## DATA FOR ANALYSIS
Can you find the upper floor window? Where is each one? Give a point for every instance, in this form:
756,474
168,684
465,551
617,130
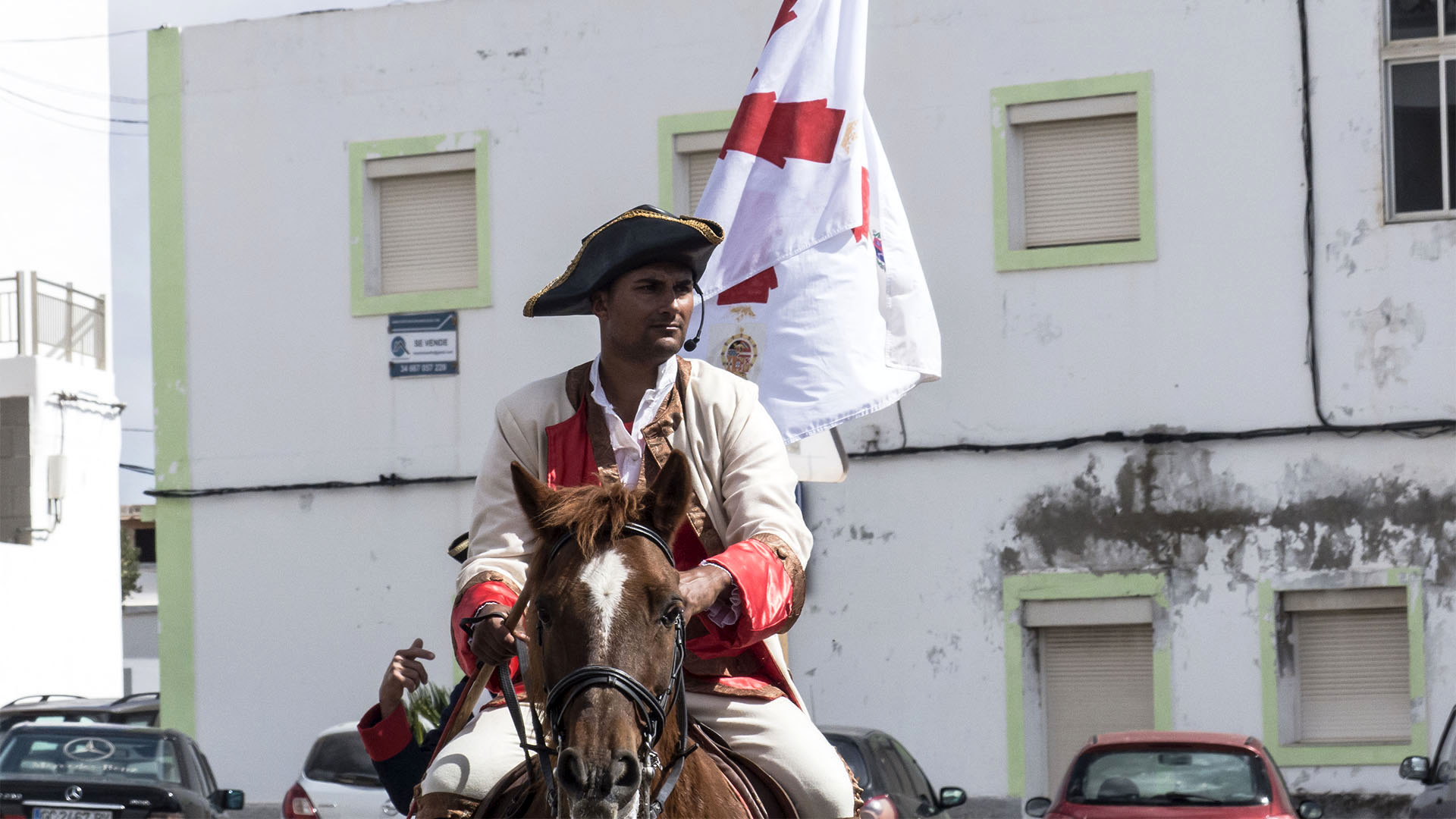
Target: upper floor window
1420,76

## ASSIGNED TASK
Reproduce each record above by retyping it exactly; omit all images.

## PROBLEM SOLUTION
Can you find the upper floor window? Where is each one? Give a point for every instance, in this form:
756,474
168,684
465,551
617,130
Target: upper floor window
1420,76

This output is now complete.